--- Stored data ---

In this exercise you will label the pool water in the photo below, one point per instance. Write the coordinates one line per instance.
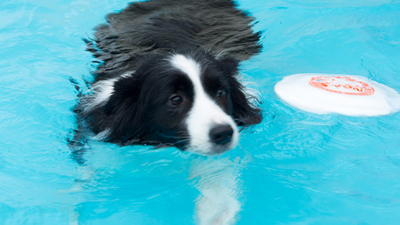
(293, 168)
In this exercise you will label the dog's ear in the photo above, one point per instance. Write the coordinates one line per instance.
(229, 65)
(245, 112)
(126, 94)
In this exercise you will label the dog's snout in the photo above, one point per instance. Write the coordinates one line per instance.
(221, 134)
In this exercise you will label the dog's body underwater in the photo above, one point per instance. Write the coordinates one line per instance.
(167, 76)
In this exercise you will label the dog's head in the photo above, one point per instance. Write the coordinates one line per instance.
(190, 101)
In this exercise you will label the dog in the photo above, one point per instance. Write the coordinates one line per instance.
(167, 75)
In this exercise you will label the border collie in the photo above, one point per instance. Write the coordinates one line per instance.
(168, 76)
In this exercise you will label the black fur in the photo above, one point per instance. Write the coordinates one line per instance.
(140, 38)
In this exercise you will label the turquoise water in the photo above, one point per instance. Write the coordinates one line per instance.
(293, 168)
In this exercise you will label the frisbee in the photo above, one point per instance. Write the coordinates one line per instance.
(338, 93)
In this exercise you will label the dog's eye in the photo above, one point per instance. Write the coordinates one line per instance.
(221, 93)
(175, 100)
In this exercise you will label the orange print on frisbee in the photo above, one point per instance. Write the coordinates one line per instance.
(342, 85)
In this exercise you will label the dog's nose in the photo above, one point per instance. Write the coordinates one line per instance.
(221, 134)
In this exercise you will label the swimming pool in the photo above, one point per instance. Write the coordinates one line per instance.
(293, 168)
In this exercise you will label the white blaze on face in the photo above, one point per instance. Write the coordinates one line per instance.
(205, 113)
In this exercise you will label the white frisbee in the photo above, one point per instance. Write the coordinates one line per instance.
(338, 93)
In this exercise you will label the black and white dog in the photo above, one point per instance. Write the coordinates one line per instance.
(168, 76)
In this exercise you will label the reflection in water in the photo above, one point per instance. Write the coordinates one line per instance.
(217, 180)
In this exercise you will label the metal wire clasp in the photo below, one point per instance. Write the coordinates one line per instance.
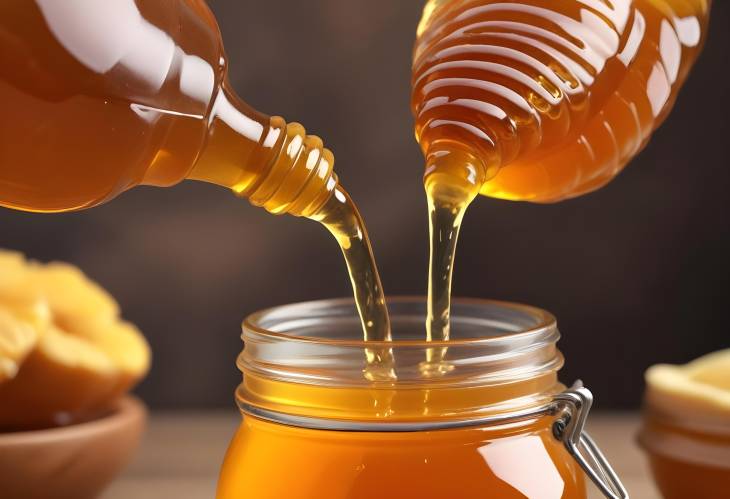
(573, 407)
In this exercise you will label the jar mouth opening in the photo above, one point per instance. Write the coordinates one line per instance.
(474, 322)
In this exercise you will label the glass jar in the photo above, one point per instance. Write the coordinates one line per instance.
(688, 459)
(494, 421)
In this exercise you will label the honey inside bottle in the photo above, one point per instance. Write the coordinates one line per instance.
(538, 100)
(100, 97)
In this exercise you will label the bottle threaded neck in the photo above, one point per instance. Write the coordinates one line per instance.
(298, 178)
(274, 165)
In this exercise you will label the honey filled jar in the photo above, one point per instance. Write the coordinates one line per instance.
(686, 427)
(497, 423)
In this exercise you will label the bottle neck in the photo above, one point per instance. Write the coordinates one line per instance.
(273, 164)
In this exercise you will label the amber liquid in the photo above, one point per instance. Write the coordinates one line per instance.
(538, 100)
(509, 463)
(89, 113)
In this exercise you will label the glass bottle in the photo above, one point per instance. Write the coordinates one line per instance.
(99, 97)
(498, 424)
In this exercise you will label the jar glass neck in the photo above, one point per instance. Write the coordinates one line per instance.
(307, 360)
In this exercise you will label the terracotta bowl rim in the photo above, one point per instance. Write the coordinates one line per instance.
(124, 412)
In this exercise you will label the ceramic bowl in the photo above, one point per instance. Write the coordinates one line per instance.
(72, 462)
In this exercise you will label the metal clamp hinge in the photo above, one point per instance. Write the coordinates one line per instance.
(572, 409)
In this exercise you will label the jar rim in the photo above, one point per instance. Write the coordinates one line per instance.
(545, 324)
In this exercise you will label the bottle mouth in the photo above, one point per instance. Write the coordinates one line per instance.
(320, 342)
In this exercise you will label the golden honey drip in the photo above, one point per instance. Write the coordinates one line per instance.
(539, 100)
(101, 98)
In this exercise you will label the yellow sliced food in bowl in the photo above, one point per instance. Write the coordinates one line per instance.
(63, 379)
(17, 339)
(71, 295)
(699, 390)
(65, 353)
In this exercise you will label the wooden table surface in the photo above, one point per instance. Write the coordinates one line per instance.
(181, 455)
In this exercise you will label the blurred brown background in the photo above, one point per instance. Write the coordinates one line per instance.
(637, 273)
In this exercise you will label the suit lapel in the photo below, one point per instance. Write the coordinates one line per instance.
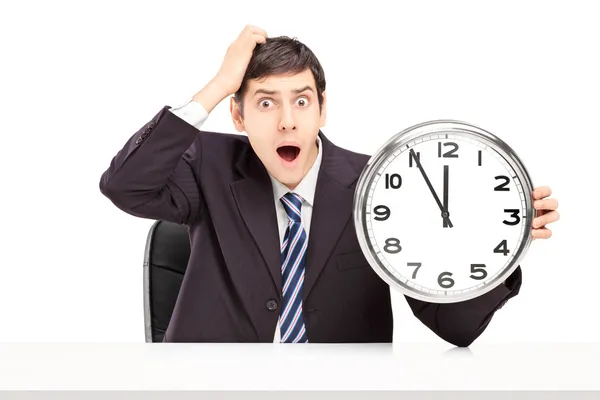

---

▸ **To do**
Pictures don't belong in the copy. Restate all the entries exactly.

▸ **Answer space**
In this exercise you will label the pool water in the photo below, one point per instance. Write the coordinates one line per instance.
(293, 168)
In this exercise you will label the dog's ear in the photo above, one point per instance. Write the coordinates one line per instance.
(229, 65)
(245, 112)
(126, 94)
In this exercise you will label the dog's snout in the photo above, one point per instance. Write the coordinates one line per instance.
(221, 134)
In this exercise you will label the dog's body underwater in the photo above, one point per instance. Write the coordinates one line per instance.
(167, 76)
In this exercise you will label the dog's head in the photo above, one point per instance. Write the coordinates one line per instance.
(190, 101)
In this exercise you will label the dog in the photo above, one point per instance. Write the coordinates one line per instance.
(167, 75)
In this exercise you will label the border collie in the photo above, one point per instance. Write the coordinates one line per instance.
(168, 76)
In this exercise you will label the black fur in the photo above, one point per instance. Write the coordinates one line per instance.
(140, 38)
In this exercise you will label the turquoise water in the photo above, one point per instance. Write the coordinates one line per instance.
(293, 168)
In this exercise you will label the frisbee in the photo above, one point per instance. Write the coordinates one line per instance.
(338, 93)
In this exercise you will label the dog's eye in the photo above, one point per instance. Write the coordinates one line per instance.
(221, 93)
(175, 100)
In this exercise you will label the orange print on frisbee in the photo above, one point per instance. Write the coordinates one line per instance.
(342, 85)
In this exercise you will label the dog's nose in the photo above, one point per instance. Write the coordinates one line per instance.
(221, 134)
In this exercise you will label the swimming pool in the photo above, one point per instance. Write the coordinates one line per instance.
(293, 168)
In this exercise you will label the white blaze on face in the photo above, one point per instance. Write the coordinates one line per instance.
(205, 113)
In this exercise you will label the white frisbee in the photo above, one point per instance. Write the coordinates one line per instance.
(338, 93)
In this exercise you will label the black and white dog in the photo above, one point per instance. Write the coordinates one line per instance.
(168, 76)
In this exercise you will label the reflection in water in the photo above, one point per instance. Write the coordinates one line per instance.
(217, 180)
In this exercise you will label the metal wire clasp in the photo below, one point per instance. Write the coordinates one line per instance.
(573, 407)
In this exercise you will label the jar mouth opening in the photo above, one point per instance. Write the coordinates one line per instance.
(474, 322)
In this exercise you will label the glass jar in the photo above, one point per instance. Write the coordinates one line per instance.
(688, 459)
(494, 421)
In this exercise you will label the honey inside bottle in the photo above, one point per instance. Write the coordinates one line per instance.
(538, 100)
(100, 97)
In this exercise you will label the bottle threaded neck in the photo above, one point per instance. Write the coordinates one line per instance.
(298, 178)
(274, 165)
In this exercise you will label the honey filled jar in the photo above, one point per instance. Write the coordinates one line per instance.
(686, 427)
(497, 423)
In this exercise you will label the bottle neck in the photo above, one point per instance. Write the coordinates one line per instance.
(273, 164)
In this exercise you will label the amber liquid in the photo above, one point per instance. Write the coordinates one line per instance.
(538, 100)
(509, 463)
(89, 113)
In this exercise you will label the glass bottle in the photo above, one point per instance. Write the coordinates one line per instance.
(99, 97)
(498, 424)
In this exercise you will label the jar glass neck in the photo above, one point per instance. Write the coordinates one line per instance.
(307, 360)
In this exercise you will label the terracotta bowl rim in the photo above, one point per instance. Write the coordinates one line per instance.
(124, 412)
In this exercise you will label the ceramic bowl in the photo above, one point per instance. Write the coordinates one line per instance.
(72, 462)
In this exercise you will label the metal clamp hinge in the photo above, one point per instance. Write the coordinates one line per instance.
(572, 409)
In this exercise you will label the jar rim in the photo above, one point per instance. Write the coordinates one line per instance.
(545, 324)
In this exercise you will label the bottle mouth in the photo above, one point per instance. Write the coordinates one line per instance.
(320, 342)
In this exercise you will label the golden honey drip in the photo above, one point per instance. Write the coordinates one line per instance.
(539, 100)
(101, 98)
In this exercise you will label the yellow sliced food in bowl in the photo above, one point per instance. Write the coordinates one line per instance.
(63, 379)
(17, 339)
(71, 295)
(699, 390)
(65, 353)
In this exercise you will label the wooden table surface in the photo above, one point per instance. Write the coordinates one line per instance.
(181, 455)
In this exercise you will label the blurred brown background in the photo above, one point per instance. Write the coordinates one line per instance.
(637, 273)
In this exercise you will label the suit lapel in the photo below, one point per instance. Write the coordinates one line per instance.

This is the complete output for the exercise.